## Start Text segment
Id., ¶ 10.  To survive judicial review, the record of a contested agency action must contain such factual findings as would permit a court to follow the agency's reasoning from the evidentiary facts on record to its eventual legal conclusions.  Newman v. State ex rel. Wyoming Workers' Safety and Compensation Division, 2002 WY 91, ¶ 16, 49 P.3d 163, ¶ 16 (Wyo. 2002).  Similarly, a contested case hearing must provide, and the record of that proceeding must document, information sufficient to the making of a reasonable decision.  Absent such information, the agency decision must be set aside.  Id. 

 

[¶7]      Of further relevance to our review, we have said:

 

In contested cases conducted before administrative agencies, the deference that normally is accorded the findings of fact by a trial court is extended to the administrative agency, and we do not adjust the decision of the agency unless it is clearly contrary to the overwhelming weight of the evidence on record. This is so because, in such an instance, the administrative body is the trier of fact and has the duty to weigh the evidence and determine the credibility of witnesses.
## End Text segment
Written instruction 1: In the excerpt on judicial review of agency actions, what must the record of a contested agency action contain to survive judicial review?
Written instruction 2: Write the next few sentences of the excerpt on judicial review of agency actions, picking up after its final sentence.
The records that follow come from a different source than the excerpt on judicial review of agency actions.
## Start Recorded information
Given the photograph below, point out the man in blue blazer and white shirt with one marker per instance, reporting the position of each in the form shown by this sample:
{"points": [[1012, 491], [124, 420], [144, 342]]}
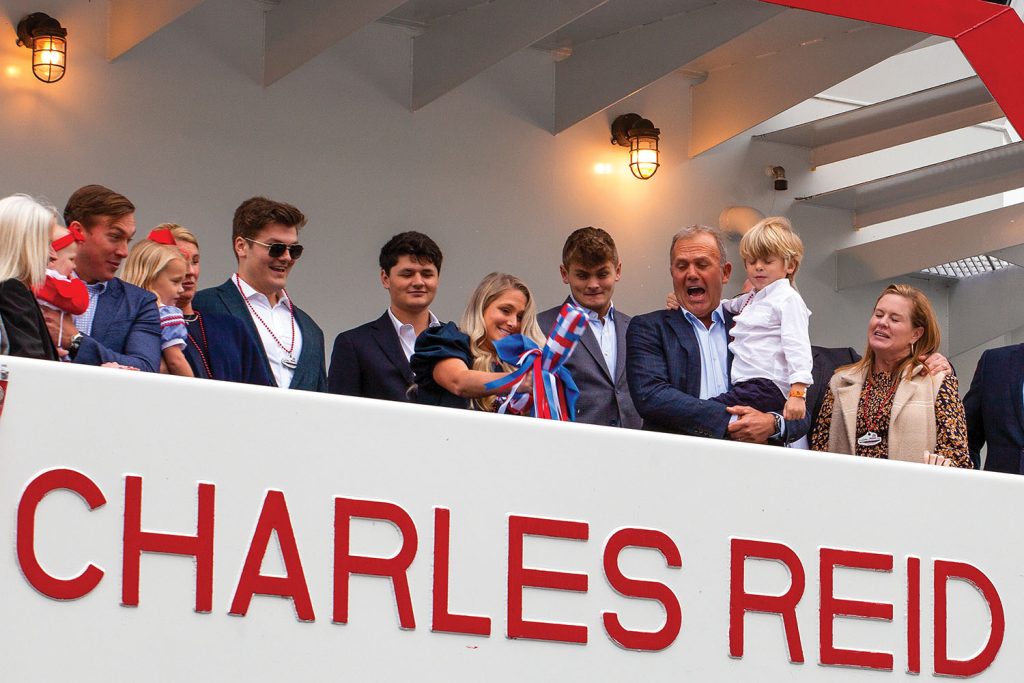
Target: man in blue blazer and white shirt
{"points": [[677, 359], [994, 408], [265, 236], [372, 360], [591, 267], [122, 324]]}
## End Recorded information
## Start Recorded information
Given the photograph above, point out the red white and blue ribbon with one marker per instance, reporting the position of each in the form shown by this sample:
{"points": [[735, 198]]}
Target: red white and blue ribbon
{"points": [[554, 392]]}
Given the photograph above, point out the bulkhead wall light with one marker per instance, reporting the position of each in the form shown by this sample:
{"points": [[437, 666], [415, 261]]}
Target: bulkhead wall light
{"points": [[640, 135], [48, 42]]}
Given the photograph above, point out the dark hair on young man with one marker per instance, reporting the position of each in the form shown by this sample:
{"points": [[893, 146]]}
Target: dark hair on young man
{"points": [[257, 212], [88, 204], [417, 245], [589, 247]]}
## End Recorded information
Exercise result 1: It must contain factual findings that would let a court follow the agency's reasoning from the evidentiary facts on record to its eventual legal conclusions.

Exercise result 2:
Id., ¶ 26.  With these standards in mind, we address Mr. Davis' claims in the order he raises them.

 

 

DISCUSSION

 

 

1.         Denial of due process by agency's failure to address Mr. Davis' proposed findings and conclusions

 

[¶8]      Mr. Davis claims the commission violated his right to due process in not addressing his proposed findings of fact and conclusions of law in its written decision.  After the hearing, the commission ordered Mr. Davis and the City to submit proposed findings of fact and conclusions of law.  The commission did not incorporate Mr. Davis' proposed findings and conclusions in its written decision and he asserts there is nothing in the record demonstrating it considered them.  He further asserts the record is silent as to the commission's reasons for rejecting them.  He claims the absence of such from the record shows the commission acted arbitrarily and capriciously in upholding his termination.

 

[¶9]      The City contends the commission had no obligation to adopt Mr. Davis' proposed findings and conclusions and was entitled to give them the weight it felt they deserved.  The City further asserts there is no authority for Mr. Davis' argument that an agency violates due process or acts arbitrarily and capriciously by declining to adopt a party's findings and conclusions.  Finally, the City argues there is no evidence that the commission did not consider Mr. Davis' findings and conclusions in reaching its decision.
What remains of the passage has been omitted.